[Stored records]
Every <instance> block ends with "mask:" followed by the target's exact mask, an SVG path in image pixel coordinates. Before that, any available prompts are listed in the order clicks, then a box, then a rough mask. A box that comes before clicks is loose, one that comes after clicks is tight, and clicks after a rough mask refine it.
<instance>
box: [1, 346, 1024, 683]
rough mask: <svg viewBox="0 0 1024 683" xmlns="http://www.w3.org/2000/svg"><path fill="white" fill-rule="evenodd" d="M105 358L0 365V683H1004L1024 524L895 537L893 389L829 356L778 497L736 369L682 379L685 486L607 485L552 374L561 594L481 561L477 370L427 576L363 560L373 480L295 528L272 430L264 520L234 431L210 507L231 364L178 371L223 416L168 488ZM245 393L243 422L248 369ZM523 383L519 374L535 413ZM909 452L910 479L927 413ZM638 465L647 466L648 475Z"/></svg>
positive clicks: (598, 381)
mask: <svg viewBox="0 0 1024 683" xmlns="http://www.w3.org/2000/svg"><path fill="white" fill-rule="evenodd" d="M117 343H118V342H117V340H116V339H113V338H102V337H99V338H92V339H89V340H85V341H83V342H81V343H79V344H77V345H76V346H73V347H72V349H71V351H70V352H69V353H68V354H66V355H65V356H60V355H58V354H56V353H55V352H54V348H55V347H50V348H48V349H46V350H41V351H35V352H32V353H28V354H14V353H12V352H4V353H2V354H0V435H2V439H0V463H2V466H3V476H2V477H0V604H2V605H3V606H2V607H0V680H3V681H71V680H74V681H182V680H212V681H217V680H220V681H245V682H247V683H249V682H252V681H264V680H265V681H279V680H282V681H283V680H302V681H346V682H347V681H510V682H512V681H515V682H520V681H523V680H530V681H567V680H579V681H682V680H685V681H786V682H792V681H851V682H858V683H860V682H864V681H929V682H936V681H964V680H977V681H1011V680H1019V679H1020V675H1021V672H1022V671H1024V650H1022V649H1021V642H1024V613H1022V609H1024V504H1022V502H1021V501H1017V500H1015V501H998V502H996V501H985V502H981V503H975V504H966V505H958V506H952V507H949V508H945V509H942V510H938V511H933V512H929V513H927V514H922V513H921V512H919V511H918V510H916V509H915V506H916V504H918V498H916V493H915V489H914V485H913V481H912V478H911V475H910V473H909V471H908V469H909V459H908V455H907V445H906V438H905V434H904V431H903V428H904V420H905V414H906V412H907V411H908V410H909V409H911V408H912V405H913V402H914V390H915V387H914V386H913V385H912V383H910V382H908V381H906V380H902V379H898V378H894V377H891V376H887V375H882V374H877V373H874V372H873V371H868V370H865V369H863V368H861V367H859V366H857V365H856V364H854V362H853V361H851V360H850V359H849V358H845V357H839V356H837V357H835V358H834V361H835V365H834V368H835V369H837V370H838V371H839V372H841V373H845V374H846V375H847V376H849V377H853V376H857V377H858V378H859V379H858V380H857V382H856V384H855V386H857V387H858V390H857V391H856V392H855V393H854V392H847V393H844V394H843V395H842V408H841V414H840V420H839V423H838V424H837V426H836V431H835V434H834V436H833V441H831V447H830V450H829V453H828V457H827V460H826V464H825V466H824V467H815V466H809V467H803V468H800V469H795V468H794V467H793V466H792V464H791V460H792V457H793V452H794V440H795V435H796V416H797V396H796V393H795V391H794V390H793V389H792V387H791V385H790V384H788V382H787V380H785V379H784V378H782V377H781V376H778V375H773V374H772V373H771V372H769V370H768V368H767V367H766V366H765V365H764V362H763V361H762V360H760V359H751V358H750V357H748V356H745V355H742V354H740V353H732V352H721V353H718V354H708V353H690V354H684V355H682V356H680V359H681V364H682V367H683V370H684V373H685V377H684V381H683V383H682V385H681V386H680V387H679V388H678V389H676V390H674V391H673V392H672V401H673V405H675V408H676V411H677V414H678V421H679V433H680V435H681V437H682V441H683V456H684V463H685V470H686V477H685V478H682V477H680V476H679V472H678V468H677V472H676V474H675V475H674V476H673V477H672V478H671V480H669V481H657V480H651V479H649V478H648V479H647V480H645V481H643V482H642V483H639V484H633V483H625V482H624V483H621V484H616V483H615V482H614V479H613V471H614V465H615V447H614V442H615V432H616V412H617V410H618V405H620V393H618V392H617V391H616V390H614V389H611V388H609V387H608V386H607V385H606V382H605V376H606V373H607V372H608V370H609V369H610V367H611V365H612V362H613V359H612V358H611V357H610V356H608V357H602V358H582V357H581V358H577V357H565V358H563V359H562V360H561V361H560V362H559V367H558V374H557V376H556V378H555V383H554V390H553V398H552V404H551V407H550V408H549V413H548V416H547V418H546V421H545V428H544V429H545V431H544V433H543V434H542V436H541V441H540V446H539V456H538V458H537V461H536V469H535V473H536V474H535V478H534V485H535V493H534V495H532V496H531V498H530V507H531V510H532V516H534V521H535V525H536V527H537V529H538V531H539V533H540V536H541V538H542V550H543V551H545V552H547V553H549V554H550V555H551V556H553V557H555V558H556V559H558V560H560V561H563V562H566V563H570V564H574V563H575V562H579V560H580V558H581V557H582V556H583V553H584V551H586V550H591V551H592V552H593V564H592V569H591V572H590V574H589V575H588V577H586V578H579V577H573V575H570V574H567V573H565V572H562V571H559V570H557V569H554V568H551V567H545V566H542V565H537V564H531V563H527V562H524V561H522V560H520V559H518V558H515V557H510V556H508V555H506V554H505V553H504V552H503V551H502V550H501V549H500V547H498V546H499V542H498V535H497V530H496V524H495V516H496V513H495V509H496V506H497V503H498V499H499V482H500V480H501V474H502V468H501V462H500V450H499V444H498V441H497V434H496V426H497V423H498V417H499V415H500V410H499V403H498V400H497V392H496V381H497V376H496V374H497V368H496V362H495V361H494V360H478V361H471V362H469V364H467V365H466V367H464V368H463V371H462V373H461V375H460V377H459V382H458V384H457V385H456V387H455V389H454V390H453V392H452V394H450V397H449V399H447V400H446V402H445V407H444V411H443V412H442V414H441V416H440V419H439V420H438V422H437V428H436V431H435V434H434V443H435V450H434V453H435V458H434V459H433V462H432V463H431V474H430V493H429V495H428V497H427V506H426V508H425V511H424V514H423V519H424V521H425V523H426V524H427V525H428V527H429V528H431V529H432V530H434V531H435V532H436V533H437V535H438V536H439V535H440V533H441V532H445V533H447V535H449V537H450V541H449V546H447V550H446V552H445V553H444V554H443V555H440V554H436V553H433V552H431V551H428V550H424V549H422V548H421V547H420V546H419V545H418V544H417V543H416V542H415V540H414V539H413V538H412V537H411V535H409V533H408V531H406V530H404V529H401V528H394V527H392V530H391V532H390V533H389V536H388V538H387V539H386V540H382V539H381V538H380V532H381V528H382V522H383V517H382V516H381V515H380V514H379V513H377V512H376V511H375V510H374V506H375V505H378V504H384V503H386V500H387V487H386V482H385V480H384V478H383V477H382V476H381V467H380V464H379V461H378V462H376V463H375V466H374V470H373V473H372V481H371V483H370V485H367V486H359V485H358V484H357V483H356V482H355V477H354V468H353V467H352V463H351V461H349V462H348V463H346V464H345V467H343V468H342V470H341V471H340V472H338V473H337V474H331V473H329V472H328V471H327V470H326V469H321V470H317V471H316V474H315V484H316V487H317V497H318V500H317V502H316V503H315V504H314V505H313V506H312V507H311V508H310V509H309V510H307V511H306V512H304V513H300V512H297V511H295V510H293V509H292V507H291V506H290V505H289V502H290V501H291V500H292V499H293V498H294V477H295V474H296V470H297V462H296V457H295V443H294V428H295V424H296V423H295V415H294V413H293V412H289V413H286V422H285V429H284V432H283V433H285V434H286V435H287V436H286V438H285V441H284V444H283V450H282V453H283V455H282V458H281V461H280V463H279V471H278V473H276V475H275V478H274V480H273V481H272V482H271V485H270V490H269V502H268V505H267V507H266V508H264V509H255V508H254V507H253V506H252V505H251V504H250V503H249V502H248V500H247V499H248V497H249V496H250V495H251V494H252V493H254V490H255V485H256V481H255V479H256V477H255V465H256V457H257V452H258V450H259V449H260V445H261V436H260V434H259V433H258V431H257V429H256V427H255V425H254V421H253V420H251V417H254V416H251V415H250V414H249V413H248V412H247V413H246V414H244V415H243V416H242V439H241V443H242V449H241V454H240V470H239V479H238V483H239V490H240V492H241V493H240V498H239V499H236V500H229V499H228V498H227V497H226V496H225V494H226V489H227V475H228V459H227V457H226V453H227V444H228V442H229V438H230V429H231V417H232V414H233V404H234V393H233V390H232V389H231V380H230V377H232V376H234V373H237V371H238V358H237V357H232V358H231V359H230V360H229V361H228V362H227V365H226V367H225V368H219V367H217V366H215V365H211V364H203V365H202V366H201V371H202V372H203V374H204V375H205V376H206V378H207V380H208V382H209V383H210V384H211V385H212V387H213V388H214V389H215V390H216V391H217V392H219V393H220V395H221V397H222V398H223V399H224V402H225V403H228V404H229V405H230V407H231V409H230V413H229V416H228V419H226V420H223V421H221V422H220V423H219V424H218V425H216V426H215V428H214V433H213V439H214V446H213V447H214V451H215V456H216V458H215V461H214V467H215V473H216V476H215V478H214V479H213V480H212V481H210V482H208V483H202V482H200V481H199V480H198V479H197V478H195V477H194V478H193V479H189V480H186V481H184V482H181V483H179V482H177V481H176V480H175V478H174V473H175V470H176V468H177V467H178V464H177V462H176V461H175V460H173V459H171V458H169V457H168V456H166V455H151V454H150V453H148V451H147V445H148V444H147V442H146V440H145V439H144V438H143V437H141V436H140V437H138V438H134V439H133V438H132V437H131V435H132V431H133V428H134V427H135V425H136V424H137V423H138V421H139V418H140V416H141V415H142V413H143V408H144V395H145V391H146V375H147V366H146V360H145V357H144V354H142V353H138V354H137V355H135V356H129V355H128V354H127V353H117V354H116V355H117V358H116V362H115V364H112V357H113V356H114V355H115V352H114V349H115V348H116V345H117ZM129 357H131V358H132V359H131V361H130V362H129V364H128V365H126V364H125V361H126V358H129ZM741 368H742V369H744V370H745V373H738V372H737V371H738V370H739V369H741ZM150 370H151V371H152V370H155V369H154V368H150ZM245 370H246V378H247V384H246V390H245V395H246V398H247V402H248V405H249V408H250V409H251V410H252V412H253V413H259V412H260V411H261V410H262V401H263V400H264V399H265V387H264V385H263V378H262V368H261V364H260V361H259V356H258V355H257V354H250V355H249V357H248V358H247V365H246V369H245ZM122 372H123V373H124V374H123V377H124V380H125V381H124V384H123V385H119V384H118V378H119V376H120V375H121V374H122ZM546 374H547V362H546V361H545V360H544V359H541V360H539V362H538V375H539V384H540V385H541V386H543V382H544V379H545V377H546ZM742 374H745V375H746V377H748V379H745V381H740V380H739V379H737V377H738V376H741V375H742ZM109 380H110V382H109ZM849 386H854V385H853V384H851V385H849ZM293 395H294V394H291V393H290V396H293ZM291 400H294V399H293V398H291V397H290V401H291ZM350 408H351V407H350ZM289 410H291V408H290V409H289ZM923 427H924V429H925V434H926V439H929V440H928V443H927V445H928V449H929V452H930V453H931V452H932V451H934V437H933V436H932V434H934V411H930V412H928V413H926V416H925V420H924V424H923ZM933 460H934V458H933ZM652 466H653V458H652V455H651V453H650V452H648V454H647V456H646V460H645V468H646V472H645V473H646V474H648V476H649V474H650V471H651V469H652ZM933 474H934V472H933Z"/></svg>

### Instructions to follow
Gather up, from the records above, each line where the word "instance" appears.

### Result for this exercise
Every <instance> block ends with "mask:" followed by the target's exact mask, an SVG path in image pixel coordinates. Before that, any available prompts are listed in the order clicks, then a box, then a rough mask. A box that comes before clicks is loose, one that comes after clicks is tight, and clicks after a rough mask refine it.
<instance>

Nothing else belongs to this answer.